──────── Kaynak Metin ────────
Emsal Mahkeme Kararı İstanbul Bölge Adliye Mahkemesi 12. Hukuk Dairesi 2019/455 E. 2021/529 K. 08.04.2021 T.

Görüntülediğiniz mahkeme kararı kesinleşmiş bir karardır.

T.C.
İSTANBUL
BÖLGE ADLİYE MAHKEMESİ
12. HUKUK DAİRESİ
DOSYA NO : 2019/455
KARAR NO : 2021/529
T Ü R K M İ L L E T İ A D I N A
İ S T İ N A F K A R A R I
İNCELENEN KARARIN
MAHKEMESİ : İSTANBUL 1. ASLİYE TİCARET MAHKEMESİ
TARİHİ: 05/06/2018
NUMARASI: 2015/185 Esas – 2018/598 Karar
DAVA: İtirazın İptali (Ticari Nitelikteki Hizmet Sözleşmesinden Kaynaklanan)
İSTİNAF KARAR TARİHİ: 08/04/2021
Taraflar arasında görülen dava neticesinde ilk derece mahkemesince verilen hükmün davacı vekilince istinaf edilmesi üzerine düzenlenen rapor ve dosya kapsamı incelenip gereği görüşülüp düşünüldü;
DAVA: Davacı vekili dava dilekçesinde özetle; müvekkili ile davalı arasında 16/06/2014 tarihinde servis taşımacılığı sözleşmesi imzalandığını, davalının, Beyoğlu … Noterliği’nin 22/10/2014 tarihli ihtarnamesi ile servis şoförü bulunamadığı gerekçesi ile hizmetlerin aksadığını, cezai şart ödenmesini ve sözlü olarak sözleşmenin feshedildiğini bildirdiğini, oysa davalının yazılı fesih bildiriminin bulunmadığını, davalıya gönderilen İstanbul … Noterliği’nin 31/10/2014 tarihli ihtarnamesi ile sözleşmenin devem ettiğinin ve alacağın ödenmesinin ihtar edildiğini, davalının ise Beyoğlu …. Noterliği’nin 10/11/2014 tarihli ihtarnamesi ile sözleşmeyi tek taraflı feshettiğini, fesih üzerine Beyoğlu … Noterliği’nin 17/12/2014 tarihli ihtarnamesi ile feshe kadar olan hizmet bedeli faturasının davalıya gönderildiğini, ancak davalının futaraları kabul etmeyerek Beyoğlu …. Noterliği’nin 29/12/2014 tarihli ihtarı ile iade ettiğini, bunun üzerine İstanbul … İcra Müdürlüğü’nün … esas sayılı dosyası ile takibe başlandığını, davalının itirazı üzerine takibin durduğunu, davalının servis hizmetini daha ucuz yapmak için sözleşmeyi haklı sebeple feshetme çabası içinde olduğunu belirterek, davalının itirazının iptali ile %20’den az olmamak üzere icra inkar tazminatına karar verilmesini talep etmiştir.
──────── Satırlar ────────
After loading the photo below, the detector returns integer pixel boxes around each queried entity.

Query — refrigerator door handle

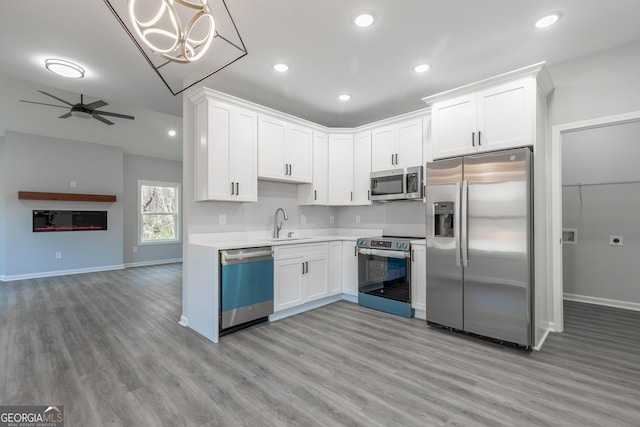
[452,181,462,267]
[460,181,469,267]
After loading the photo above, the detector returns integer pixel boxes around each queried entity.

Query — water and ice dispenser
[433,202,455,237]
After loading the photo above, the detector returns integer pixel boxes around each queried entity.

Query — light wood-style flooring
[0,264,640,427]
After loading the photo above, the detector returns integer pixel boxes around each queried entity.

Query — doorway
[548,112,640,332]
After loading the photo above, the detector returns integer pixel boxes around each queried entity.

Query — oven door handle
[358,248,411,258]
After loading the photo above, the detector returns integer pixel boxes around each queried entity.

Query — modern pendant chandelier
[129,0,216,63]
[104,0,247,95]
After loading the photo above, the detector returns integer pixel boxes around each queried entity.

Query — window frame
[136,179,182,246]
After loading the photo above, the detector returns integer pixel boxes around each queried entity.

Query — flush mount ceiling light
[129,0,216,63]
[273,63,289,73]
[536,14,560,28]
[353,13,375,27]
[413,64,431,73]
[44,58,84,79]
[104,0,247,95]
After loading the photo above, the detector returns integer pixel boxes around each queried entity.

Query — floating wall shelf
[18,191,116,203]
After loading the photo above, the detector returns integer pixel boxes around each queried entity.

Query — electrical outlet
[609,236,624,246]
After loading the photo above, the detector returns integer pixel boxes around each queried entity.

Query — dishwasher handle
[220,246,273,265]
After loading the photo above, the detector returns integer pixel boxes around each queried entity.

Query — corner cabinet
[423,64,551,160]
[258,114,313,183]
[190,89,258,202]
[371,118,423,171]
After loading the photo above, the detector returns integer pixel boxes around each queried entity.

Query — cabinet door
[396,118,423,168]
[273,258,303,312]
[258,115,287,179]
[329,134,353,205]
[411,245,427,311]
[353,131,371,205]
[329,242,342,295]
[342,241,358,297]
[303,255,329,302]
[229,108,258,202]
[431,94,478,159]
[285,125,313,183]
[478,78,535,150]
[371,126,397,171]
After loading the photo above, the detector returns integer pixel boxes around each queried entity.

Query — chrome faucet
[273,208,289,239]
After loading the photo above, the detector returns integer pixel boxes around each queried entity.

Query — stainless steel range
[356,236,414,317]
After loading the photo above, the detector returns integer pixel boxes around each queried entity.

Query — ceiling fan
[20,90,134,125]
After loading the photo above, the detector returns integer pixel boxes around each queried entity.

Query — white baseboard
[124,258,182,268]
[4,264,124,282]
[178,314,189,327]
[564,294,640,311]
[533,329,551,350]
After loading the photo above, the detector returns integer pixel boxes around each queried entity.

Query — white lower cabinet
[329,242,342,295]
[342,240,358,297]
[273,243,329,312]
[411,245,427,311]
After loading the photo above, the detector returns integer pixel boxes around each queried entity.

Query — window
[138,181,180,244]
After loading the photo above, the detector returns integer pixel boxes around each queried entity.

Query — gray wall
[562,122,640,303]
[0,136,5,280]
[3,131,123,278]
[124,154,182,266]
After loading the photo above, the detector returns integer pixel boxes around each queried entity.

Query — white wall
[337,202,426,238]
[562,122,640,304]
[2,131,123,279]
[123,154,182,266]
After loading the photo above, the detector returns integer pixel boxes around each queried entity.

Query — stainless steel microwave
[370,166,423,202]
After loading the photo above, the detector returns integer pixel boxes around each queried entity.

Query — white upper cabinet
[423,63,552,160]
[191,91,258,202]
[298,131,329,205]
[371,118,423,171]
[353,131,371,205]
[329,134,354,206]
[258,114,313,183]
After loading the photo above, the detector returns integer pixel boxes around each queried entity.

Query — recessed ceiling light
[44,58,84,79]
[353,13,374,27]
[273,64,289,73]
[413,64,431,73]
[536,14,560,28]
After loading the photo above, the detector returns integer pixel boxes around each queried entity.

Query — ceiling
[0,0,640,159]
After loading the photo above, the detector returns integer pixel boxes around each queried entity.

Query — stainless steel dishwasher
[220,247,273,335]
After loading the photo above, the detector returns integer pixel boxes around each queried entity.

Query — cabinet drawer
────────
──────── Satırlar ────────
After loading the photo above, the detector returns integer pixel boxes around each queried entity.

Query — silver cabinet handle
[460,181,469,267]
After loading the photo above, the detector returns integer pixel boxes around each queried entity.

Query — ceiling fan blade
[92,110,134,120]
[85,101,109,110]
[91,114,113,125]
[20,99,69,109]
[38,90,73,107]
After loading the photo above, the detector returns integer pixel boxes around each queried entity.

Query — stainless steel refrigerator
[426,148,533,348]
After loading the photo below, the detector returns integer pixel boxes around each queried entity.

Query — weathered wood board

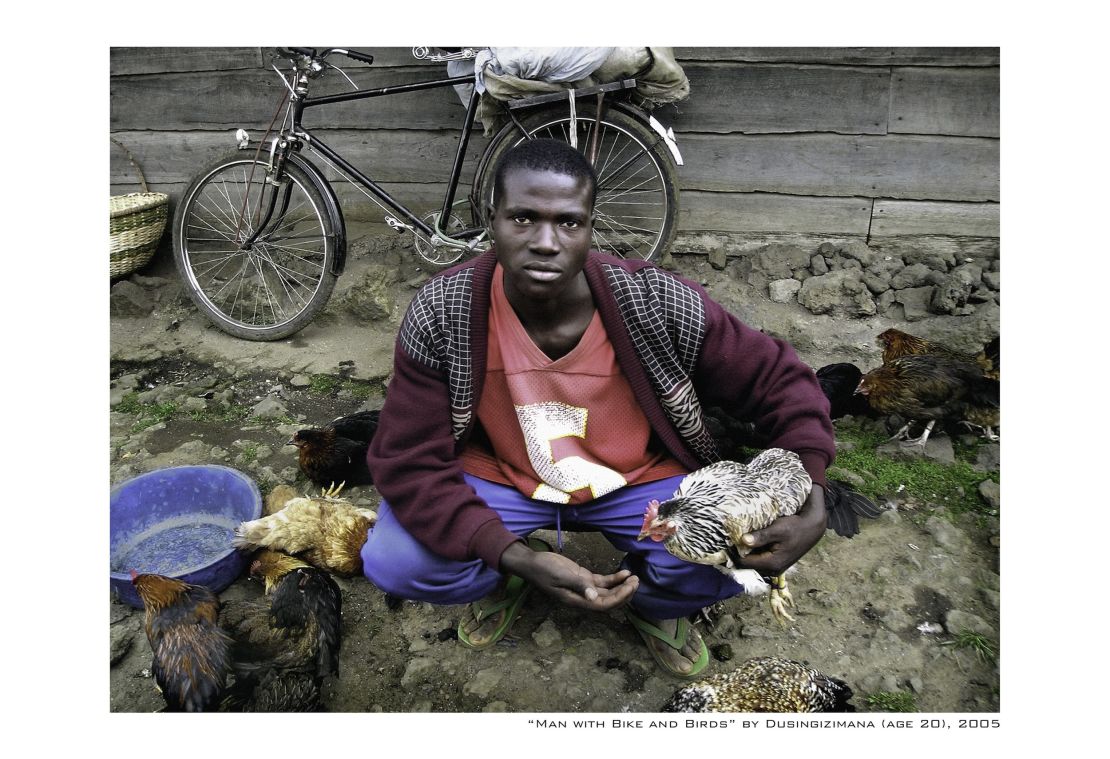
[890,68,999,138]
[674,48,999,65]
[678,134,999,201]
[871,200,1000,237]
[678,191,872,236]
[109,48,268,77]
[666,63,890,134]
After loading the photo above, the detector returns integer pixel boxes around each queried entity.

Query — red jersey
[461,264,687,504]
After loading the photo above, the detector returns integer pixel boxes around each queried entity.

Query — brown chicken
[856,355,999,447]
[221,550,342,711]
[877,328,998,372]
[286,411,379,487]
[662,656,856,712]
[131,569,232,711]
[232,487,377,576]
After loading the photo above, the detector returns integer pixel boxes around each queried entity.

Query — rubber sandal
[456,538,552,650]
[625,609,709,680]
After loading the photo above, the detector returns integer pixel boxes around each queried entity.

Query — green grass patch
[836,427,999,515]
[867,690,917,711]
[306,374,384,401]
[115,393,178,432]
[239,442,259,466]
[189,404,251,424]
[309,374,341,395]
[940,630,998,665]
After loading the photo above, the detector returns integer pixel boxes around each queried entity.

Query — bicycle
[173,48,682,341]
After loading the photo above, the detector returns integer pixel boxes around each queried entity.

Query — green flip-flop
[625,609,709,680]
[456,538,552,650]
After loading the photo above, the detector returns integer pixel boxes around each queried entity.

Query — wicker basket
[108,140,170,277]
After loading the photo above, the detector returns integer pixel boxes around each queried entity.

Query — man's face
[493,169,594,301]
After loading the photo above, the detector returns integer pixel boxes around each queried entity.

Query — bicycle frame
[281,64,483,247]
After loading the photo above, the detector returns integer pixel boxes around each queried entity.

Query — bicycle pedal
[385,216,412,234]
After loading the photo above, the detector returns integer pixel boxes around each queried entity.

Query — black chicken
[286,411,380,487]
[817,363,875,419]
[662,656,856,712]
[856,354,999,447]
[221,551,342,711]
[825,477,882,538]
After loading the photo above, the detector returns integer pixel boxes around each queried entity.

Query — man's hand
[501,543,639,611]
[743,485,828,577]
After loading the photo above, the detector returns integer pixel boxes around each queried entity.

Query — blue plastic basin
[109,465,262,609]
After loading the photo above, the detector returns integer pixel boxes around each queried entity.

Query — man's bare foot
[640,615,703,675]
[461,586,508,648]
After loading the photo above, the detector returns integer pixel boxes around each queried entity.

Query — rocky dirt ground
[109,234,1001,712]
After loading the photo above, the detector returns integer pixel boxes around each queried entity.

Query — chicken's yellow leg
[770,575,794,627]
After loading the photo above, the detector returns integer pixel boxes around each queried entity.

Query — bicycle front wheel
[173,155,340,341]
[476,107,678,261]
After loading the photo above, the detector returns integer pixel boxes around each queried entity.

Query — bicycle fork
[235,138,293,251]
────────
**Çözülecek Görevler**
- a) Mahkeme kararına göre davacı ile davalı arasındaki servis taşımacılığı sözleşmesi hangi tarihte imzalanmıştır?
- b) Mahkeme kararında geçen noterlik ihtarlarının tarihlerini eksiksiz sıralayın.
- c) İstinaf kararının metnini kaldığı yerden sürdürün.

**Alıştırma Cevapları**
- a) 16/06/2014

- b) 22/10/2014, 31/10/2014, 10/11/2014, 17/12/2014, 29/12/2014

- c)
CEVAP: Davalı vekili; 2014 yılı Temmuz ve Ağustos aylarında taşıma faaliyeti sözleşmeye uygun yapıldığı için davacı tarafından bu aylara ilişkin gönderilen faturaların müvekkili tarafından kabul edildiğini, ancak Beyoğlu ….Noterliğinin 22.10.2014 tarihli ihtarnamesinde belirtildiği gibi Eylül ayının ilk gününden itibaren davacının servis şoförü bulundurmadığından görevinin gereklerine uymadığını, verdiği hizmeti aksatıp sözleşmeye aykırı hareket ettiğini, buna mukabil müvekkilinin sözleşmenin cezai şartı hükmü uyarınca cezai şartın ödenmesini istediğini ve iyi niyet göstergesi olarak davacıya ödeme yapabilmesi için uygun bir süre verdiğini, davacının süre verilmesine rağmen herhangi bir ödeme yapmadığını ve kendisine Beyoğlu …. Noterliğinin 22.10.2014 tarihli ihtarnamesinin çekilmek zorunda kalındığını, müvekkilinin mağdur olduğunu ve bu bakımdan 3 Eylül günü sözleşmenin feshedildiğinin sözlü olarak davacıya davacı tarafından müvekkiline gönderilen ve aynı zamanda takibe konu olan faturanın, sözleşme fesih beyanının karşı tarafa ulaştığı tarihten sonraki tarihe ilişkin olduğundan, davacı şirkete böyle bir borçları bulunmadığını, sözleşmenin Eylül ayının ilk haftasının son iş günü feshedildiğini, müvekkilinin Eylül ayı dahil davacıdan herhangi bir servis hizmeti almadığını, bu nedenle söz konusu faturanın davacıya iade edildiğini, 1 Eylül tarihinde servis şoförü işi bıraktığından davacı şirketin arandığını, 2 Eylül’de gelen şoförün de aynı gün işi bıraktığını, ancak davacı yeni bir şoför görevlendirmediği için sözleşmenin 3 Eylül’de feshedildiğini, 2 Eylül’de gelen şoförün 2 gün daha çalışarak 5 Eylül Cuma günü işi bıraktığını belirterek, davanın reddine karar verilmesini talep etmiştir.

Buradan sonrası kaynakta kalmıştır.